* [Extract]:
● ● ● ●
3.2% beer wasn't the end goal. It was the foot in the door.

That history feels uncomfortably relevant right now. The hemp beverage industry has roughly eight months before a federal provision effectively bans most hemp-derived THC products by capping total THC at 0.4mg per container. And this week, the prospects for a simple delay got harder, with the House Agriculture Committee chair signaling that a proposed one-year extension amendment isn't relevant to the Farm Bill markup.

The message is becoming clear: waiting for a perfect solution isn't the play. Securing the first slice is.

The Market Has Already Decided

While Washington debates, consumers are moving. Hemp beverage sales are surging, double-digit growth, mainstream retail placement at Target, Total Wine, and Sprouts, and a category that's showing up at backyard barbecues and in everyday social occasions that used to belong exclusively to alcohol. The demand isn't theoretical, it is very much real.
● ● ● ●
* [What to work on]:
1. In the hemp beverage excerpt, what limit on total THC per container would the federal provision set?
2. Write the next part of the hemp beverage piece, starting after its last sentence.

* [Data to examine]:
● ● ● ●
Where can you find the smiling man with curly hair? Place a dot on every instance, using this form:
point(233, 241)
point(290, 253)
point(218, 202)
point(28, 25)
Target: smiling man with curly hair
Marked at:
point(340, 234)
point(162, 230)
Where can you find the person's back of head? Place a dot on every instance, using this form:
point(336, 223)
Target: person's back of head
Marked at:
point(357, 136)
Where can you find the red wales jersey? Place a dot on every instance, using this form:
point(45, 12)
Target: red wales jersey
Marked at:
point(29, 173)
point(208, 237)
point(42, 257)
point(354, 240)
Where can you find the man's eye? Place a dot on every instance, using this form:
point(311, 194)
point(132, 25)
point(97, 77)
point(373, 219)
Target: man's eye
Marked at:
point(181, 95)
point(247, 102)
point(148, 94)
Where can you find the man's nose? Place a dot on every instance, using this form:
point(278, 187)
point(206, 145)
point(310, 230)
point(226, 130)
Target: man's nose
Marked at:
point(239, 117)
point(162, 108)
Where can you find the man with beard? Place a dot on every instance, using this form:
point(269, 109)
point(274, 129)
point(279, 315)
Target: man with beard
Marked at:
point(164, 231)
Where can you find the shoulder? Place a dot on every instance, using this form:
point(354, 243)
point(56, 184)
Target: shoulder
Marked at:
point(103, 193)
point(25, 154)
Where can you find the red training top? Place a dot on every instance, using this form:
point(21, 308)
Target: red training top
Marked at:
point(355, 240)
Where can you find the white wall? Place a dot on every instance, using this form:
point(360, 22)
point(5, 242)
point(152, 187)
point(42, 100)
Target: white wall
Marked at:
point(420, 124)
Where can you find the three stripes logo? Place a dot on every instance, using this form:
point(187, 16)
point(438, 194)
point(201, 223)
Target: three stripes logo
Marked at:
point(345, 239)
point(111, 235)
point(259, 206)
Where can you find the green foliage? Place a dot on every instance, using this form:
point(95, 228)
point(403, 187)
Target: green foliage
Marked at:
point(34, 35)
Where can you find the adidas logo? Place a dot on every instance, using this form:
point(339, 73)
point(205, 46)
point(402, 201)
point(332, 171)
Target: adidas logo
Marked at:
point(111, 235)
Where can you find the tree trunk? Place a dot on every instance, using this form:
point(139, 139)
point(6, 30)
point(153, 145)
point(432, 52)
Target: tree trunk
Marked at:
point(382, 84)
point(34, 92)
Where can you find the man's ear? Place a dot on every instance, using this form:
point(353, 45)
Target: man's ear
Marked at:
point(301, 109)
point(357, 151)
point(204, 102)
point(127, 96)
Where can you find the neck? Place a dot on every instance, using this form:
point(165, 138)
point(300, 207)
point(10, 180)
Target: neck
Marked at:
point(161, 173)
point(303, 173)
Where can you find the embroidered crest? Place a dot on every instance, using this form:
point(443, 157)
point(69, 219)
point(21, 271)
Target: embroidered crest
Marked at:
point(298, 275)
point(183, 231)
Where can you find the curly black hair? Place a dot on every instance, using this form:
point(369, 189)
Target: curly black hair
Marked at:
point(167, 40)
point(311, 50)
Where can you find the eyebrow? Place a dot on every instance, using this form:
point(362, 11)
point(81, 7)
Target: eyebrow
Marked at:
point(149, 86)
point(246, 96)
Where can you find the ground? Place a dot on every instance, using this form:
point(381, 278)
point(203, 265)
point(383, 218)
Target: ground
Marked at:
● ● ● ●
* [Answers by item number]:
1. 0.4mg per container.

2.
What's driving it isn't just novelty, as we have discussed many times in this newsletter, though novelty plays a role. It's format. THC beverages fit the way people actually socialize. You crack one open, you feel it within 20-30 minutes, you manage your experience. It mirrors the ritual of alcohol without the hangover, the calories, or the morning regret. And critically, it fits the regulatory vocabulary that already exists, a can with a label, a dose on the side, a purchase behind a counter that checks your ID.

That last part matters more than it might seem.

The Infrastructure Argument

One of the most compelling cases for hemp beverages, and one that doesn't get made loudly enough, is that the plumbing already exists. The three-tier distribution system that governs beer, wine, and spirits in this country is one of the most effective consumer protection frameworks ever built. It's age-gated. It's tested. It's compliant.

According to new data from the Brewers Association, hemp THC isn't even meaningfully cannibalizing beer sales, the gap in shipment declines between cannabis-legal and non-legal states falls within normal statistical variation. The narrative that hemp is destroying beer doesn't hold up to scrutiny. Which means the beer distribution industry, one of the most politically connected industries in America, has every reason to be an ally here, not an adversary.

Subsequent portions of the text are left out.